• What to work on
Give only the stretch of lines from the one containing "If you could mark the thin" through the last line, with "eyebrow" replaced by "brow" and nothing else changed.

──────────

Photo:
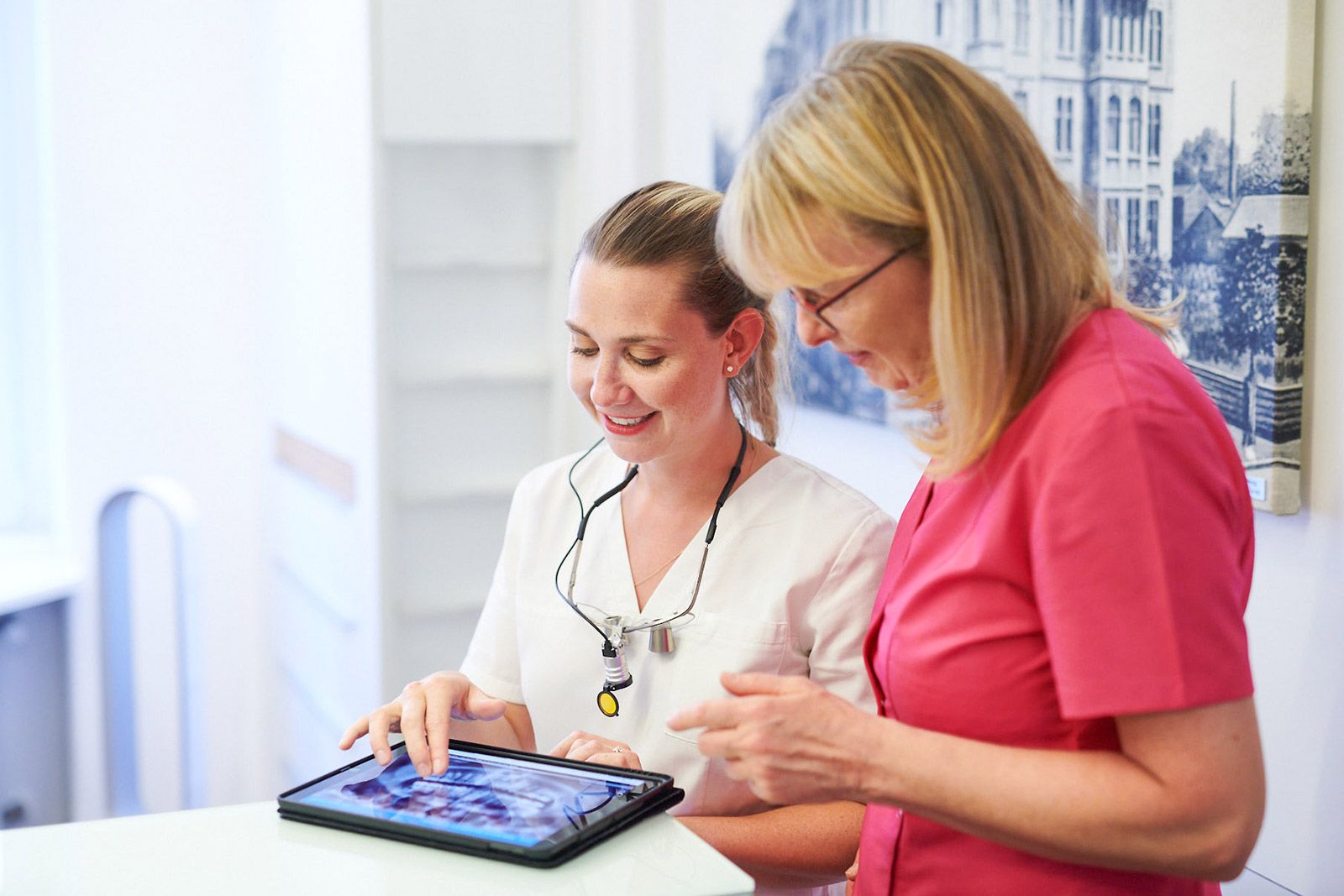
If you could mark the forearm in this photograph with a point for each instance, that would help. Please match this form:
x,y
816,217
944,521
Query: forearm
x,y
1095,808
788,846
512,730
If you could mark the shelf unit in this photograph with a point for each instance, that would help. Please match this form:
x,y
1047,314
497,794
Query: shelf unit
x,y
472,297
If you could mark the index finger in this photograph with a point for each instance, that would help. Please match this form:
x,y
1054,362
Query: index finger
x,y
711,714
564,747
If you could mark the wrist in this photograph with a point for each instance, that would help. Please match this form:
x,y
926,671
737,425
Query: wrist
x,y
874,773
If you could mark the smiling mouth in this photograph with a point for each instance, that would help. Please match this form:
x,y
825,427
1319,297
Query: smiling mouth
x,y
628,421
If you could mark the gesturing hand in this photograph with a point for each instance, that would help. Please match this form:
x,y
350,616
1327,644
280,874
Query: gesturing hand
x,y
421,715
790,739
589,747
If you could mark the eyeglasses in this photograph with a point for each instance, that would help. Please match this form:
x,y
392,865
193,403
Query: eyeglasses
x,y
817,307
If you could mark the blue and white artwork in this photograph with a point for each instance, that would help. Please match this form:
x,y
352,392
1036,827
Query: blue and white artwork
x,y
1184,125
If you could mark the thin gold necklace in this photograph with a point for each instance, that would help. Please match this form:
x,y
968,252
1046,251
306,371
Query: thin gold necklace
x,y
671,560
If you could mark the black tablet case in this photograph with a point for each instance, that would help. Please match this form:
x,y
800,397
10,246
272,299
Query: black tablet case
x,y
655,802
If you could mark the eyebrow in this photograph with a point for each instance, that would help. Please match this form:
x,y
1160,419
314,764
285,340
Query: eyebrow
x,y
624,340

──────────

• Answer to this exercise
If you could mark the thin gold necklace in this photograph with a point for each instance, that would help. Please match this form:
x,y
968,252
1046,251
306,371
Query: thin gold necklace
x,y
671,560
If you could mark the black tablet case in this photograph with a point for each instance, that would help. Please match this form:
x,y
800,397
10,246
272,299
Query: black tablet case
x,y
655,802
If you could mark the brow in this photograph with a point for each instance, that would help. Please match this form:
x,y
1160,419
314,764
285,340
Query: brow
x,y
624,340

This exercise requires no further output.